What you are asked to do: Your task is to reproduce exactly the lines from the line with "Where can the reddish" through the end of the records below.

Stored data:
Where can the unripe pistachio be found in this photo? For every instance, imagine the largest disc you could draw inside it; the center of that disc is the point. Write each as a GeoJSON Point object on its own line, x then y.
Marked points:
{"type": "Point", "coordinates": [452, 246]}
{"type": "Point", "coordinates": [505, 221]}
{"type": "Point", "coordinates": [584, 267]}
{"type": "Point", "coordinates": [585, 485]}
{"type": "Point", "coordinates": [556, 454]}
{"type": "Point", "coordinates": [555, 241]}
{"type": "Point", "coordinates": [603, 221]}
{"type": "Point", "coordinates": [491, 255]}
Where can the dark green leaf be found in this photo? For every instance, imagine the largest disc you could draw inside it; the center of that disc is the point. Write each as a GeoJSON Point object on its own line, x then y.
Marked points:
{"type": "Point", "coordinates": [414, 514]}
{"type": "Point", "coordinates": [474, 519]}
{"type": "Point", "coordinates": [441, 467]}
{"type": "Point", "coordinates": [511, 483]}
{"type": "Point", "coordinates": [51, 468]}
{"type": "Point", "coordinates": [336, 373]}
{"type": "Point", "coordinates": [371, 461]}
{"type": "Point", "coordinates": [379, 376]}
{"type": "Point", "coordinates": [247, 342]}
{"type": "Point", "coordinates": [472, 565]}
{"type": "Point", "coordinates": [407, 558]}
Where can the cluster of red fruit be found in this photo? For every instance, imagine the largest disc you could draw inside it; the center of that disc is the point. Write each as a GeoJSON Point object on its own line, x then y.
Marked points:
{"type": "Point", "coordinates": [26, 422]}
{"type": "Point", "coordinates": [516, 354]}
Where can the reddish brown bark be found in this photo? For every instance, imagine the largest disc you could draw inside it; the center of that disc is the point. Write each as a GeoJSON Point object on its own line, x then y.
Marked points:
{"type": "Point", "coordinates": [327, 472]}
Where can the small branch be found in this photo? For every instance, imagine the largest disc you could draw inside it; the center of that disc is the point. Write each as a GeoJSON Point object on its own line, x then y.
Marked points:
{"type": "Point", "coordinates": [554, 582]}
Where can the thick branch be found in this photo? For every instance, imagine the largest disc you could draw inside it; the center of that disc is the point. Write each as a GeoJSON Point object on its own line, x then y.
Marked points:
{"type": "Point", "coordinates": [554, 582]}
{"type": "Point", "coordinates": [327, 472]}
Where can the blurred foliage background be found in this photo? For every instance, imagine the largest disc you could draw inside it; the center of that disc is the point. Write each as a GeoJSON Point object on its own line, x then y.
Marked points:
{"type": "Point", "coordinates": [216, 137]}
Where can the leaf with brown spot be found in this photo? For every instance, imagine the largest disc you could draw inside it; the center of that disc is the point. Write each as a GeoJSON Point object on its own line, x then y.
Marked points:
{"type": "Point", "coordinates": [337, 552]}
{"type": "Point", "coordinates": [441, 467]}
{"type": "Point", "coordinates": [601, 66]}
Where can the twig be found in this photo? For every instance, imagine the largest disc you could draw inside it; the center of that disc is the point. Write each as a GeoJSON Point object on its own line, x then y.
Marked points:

Answer area:
Where can the reddish brown bark be found in this photo? For every instance, imagine the largest disc you could draw inside it; the center of that disc is the point. Write each as a GeoJSON Point object on its own line, x then y.
Marked points:
{"type": "Point", "coordinates": [327, 472]}
Where can the small branch be found in this photo? For every instance, imagine the largest disc you could draw inside it; the center of that disc is the point. Write each as a GeoJSON Point object on its own line, x then y.
Marked points:
{"type": "Point", "coordinates": [554, 582]}
Where can the thick branch be found in this photo? For every instance, imagine the largest disc you could draw inside it; the center of that disc is the point. Write each as a GeoJSON Point object on its own line, x then y.
Marked points:
{"type": "Point", "coordinates": [554, 582]}
{"type": "Point", "coordinates": [327, 472]}
Where can the blurred foliage background be found in this photo? For every instance, imagine the largest disc you could draw inside it; the center of that disc is the point. Write each as a GeoJSON Point object on its own line, x then y.
Marked points:
{"type": "Point", "coordinates": [216, 137]}
Where can the leaf with brown spot be found in this photo? For every instance, imagine the largest disc you could draw inside it; the center of that disc is the point. Write each as a GeoJSON Point object on its own line, x then y.
Marked points:
{"type": "Point", "coordinates": [337, 552]}
{"type": "Point", "coordinates": [441, 467]}
{"type": "Point", "coordinates": [601, 66]}
Where can the twig be found in this photo? For every instance, imagine the largest disc you could draw inside it; the center of that disc is the point. Write each as a GeoJSON Point object on its own line, x then y.
Marked points:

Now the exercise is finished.